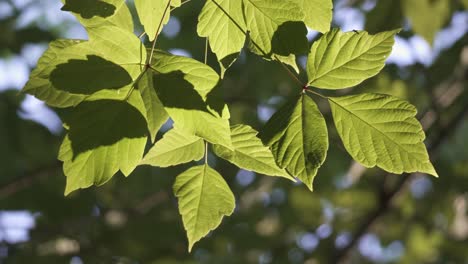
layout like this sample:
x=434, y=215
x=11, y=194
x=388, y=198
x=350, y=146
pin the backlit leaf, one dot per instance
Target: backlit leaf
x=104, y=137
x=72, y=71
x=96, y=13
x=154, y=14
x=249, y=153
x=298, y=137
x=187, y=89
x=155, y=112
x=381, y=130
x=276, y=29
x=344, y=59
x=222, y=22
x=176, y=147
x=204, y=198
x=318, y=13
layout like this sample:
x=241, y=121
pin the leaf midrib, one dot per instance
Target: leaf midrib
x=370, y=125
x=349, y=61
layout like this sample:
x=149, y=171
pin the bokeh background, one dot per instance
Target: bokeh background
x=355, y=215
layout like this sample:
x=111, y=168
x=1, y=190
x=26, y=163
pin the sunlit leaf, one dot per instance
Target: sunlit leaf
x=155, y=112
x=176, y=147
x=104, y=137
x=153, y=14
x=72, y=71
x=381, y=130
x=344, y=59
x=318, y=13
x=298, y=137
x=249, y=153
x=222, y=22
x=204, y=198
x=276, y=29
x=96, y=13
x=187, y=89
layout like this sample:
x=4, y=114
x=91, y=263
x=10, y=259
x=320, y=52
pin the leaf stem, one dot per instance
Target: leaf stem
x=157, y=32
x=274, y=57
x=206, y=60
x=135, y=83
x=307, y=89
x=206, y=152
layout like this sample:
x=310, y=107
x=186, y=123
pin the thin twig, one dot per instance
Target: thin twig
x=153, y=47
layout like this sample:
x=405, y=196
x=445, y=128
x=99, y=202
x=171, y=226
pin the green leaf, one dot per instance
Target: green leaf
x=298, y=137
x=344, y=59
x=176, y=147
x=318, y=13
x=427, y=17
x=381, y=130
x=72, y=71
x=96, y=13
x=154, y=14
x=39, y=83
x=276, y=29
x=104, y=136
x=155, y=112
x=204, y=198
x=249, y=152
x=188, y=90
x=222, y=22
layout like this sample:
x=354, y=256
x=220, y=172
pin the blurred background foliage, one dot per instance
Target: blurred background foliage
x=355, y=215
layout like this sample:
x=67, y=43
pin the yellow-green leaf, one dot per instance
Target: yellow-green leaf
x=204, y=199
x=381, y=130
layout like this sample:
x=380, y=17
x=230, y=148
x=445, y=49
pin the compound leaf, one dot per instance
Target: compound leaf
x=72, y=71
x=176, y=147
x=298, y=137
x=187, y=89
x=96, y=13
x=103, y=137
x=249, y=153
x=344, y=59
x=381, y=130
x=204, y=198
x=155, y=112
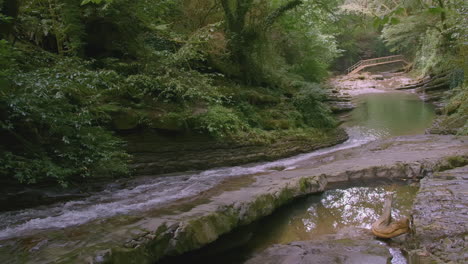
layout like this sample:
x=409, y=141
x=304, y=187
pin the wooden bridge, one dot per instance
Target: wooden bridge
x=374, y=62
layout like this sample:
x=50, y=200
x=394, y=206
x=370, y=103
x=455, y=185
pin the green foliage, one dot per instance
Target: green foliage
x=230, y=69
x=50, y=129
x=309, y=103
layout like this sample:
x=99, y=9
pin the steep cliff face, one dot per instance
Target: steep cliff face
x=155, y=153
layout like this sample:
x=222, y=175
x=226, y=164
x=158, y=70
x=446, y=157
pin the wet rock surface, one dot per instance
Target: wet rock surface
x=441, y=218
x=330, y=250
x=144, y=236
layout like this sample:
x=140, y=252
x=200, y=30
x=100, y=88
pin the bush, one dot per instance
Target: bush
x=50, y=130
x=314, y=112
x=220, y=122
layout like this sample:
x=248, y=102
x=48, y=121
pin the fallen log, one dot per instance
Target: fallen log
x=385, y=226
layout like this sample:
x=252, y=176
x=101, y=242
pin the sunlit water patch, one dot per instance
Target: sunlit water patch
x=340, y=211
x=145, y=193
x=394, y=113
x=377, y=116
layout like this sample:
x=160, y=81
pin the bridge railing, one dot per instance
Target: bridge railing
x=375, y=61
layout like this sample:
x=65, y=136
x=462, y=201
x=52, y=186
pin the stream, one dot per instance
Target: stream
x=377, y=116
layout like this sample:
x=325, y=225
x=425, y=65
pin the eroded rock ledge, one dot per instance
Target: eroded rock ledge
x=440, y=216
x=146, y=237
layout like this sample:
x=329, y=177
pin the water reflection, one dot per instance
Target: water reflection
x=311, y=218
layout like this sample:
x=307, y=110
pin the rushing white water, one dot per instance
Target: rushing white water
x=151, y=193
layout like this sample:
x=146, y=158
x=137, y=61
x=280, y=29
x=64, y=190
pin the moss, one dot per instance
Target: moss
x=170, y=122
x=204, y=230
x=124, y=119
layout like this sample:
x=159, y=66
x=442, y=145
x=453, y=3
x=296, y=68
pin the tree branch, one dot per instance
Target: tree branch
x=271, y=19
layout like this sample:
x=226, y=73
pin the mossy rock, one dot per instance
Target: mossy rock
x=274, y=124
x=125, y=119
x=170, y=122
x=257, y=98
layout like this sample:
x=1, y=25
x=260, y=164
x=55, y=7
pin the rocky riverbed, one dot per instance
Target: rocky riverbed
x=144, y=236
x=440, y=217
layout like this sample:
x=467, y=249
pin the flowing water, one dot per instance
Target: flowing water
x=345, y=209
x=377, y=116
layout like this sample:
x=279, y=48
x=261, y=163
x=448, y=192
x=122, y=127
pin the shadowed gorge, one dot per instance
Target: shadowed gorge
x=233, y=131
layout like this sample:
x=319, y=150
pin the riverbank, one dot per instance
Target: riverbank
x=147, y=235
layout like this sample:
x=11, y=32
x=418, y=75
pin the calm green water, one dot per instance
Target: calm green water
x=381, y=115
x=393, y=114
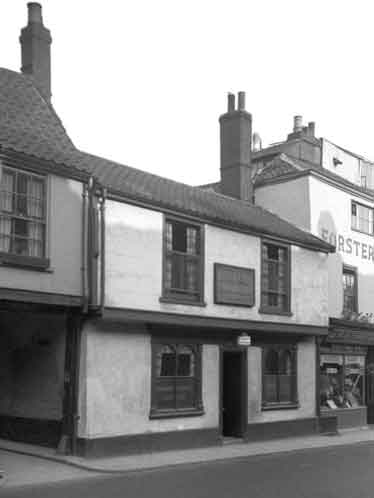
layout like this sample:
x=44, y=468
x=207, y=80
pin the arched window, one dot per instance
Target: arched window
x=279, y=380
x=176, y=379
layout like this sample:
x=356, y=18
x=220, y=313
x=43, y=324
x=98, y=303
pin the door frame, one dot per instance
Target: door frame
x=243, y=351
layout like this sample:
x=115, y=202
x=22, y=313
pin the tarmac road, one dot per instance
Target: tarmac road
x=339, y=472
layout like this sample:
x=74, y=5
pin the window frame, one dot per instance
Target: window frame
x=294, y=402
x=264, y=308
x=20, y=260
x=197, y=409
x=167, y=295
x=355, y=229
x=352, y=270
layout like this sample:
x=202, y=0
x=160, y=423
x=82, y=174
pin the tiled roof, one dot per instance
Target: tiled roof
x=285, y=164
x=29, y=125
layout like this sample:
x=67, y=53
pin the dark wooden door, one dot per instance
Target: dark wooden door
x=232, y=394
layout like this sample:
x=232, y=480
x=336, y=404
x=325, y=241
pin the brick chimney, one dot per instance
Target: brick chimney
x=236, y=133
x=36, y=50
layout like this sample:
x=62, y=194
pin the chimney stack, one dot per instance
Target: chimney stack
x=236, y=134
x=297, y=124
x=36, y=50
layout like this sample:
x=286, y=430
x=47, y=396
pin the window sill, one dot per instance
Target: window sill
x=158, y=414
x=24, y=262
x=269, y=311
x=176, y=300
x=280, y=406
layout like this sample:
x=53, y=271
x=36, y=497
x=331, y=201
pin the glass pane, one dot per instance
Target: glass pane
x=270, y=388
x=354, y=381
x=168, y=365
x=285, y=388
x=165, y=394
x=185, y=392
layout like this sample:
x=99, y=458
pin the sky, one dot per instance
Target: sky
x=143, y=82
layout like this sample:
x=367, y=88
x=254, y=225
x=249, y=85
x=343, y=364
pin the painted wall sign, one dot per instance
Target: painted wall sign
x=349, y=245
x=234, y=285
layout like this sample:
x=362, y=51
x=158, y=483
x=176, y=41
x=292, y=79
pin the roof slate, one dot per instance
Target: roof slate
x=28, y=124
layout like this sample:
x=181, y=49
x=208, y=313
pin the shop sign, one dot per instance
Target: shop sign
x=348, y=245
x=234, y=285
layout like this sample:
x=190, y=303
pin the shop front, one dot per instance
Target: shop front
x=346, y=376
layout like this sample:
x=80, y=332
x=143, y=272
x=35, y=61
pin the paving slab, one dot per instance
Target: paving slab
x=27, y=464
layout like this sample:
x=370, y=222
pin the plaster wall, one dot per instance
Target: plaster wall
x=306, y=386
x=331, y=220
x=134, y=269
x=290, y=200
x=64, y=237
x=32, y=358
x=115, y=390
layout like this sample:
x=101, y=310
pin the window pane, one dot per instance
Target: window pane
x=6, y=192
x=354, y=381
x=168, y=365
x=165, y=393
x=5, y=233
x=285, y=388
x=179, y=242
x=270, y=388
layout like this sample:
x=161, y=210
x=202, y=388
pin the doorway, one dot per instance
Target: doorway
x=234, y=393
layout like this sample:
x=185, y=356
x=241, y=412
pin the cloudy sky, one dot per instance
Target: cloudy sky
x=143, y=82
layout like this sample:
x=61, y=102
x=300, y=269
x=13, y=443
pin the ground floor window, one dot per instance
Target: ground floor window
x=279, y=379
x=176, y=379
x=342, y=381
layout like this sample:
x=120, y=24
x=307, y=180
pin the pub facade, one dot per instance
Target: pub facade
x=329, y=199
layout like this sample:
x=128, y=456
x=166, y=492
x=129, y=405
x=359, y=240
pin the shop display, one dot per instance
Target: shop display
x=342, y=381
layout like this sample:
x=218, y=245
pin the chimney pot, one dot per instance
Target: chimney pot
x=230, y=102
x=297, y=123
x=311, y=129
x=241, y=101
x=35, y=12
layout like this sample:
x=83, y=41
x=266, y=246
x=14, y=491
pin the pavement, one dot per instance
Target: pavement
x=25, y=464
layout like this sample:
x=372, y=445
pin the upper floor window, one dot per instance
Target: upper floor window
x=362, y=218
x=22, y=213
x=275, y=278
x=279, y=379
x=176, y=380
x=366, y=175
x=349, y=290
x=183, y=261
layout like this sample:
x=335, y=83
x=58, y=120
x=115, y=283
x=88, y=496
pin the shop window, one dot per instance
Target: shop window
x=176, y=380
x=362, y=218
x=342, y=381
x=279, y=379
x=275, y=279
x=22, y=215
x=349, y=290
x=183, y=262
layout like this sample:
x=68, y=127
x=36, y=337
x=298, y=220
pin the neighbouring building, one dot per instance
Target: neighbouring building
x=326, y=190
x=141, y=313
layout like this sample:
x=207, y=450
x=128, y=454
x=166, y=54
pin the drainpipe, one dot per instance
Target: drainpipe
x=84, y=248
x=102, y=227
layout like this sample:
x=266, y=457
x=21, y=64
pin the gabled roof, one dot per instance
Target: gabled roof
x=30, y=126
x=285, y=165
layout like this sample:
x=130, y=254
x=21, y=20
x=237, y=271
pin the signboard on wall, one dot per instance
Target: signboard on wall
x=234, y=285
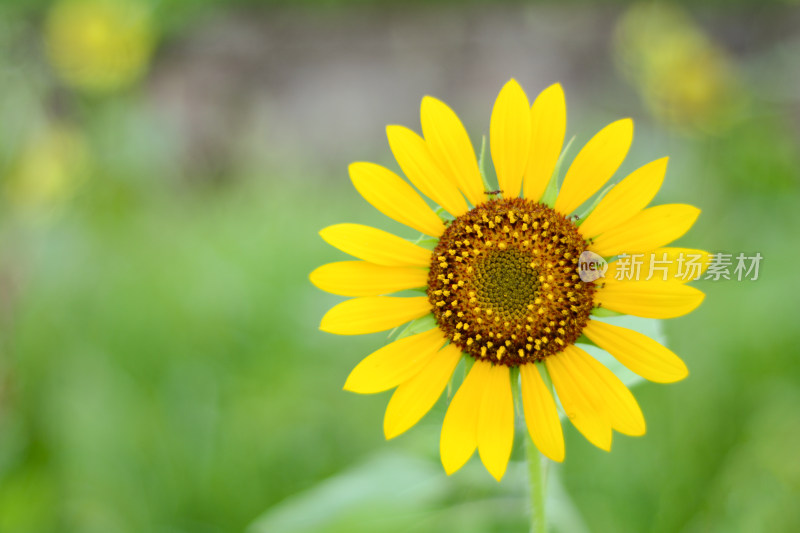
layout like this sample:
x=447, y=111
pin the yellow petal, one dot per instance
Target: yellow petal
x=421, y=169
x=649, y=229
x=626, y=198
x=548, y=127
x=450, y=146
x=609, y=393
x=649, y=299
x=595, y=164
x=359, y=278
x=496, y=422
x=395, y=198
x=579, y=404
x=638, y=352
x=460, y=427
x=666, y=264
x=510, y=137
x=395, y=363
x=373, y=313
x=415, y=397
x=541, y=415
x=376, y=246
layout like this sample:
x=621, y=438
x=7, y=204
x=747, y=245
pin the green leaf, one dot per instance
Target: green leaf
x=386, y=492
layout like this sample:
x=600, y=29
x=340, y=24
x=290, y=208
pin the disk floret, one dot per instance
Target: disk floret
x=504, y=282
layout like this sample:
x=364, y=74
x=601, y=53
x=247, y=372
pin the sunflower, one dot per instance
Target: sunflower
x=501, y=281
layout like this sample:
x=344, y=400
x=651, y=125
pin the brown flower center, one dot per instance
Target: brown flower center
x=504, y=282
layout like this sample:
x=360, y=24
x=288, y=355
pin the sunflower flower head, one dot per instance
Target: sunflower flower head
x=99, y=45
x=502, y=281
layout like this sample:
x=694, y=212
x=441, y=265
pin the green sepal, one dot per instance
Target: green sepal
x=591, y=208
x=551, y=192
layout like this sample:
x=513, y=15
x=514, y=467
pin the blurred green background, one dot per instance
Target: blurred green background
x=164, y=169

_ _ _

Both the first line of the records above and the line containing "x=149, y=171" belong in the copy; please return them and every line between, exactly, minus the pictures.

layout like this sample:
x=434, y=215
x=11, y=194
x=388, y=198
x=350, y=146
pin the backlit leaf, one dot per instance
Target: backlit leaf
x=104, y=137
x=72, y=71
x=96, y=13
x=154, y=14
x=249, y=153
x=298, y=137
x=187, y=89
x=155, y=112
x=381, y=130
x=276, y=29
x=344, y=59
x=222, y=22
x=176, y=147
x=204, y=198
x=318, y=13
layout like this sample:
x=241, y=121
pin the leaf midrib, one dot per instance
Target: leaf midrib
x=370, y=125
x=349, y=61
layout like this sample:
x=149, y=171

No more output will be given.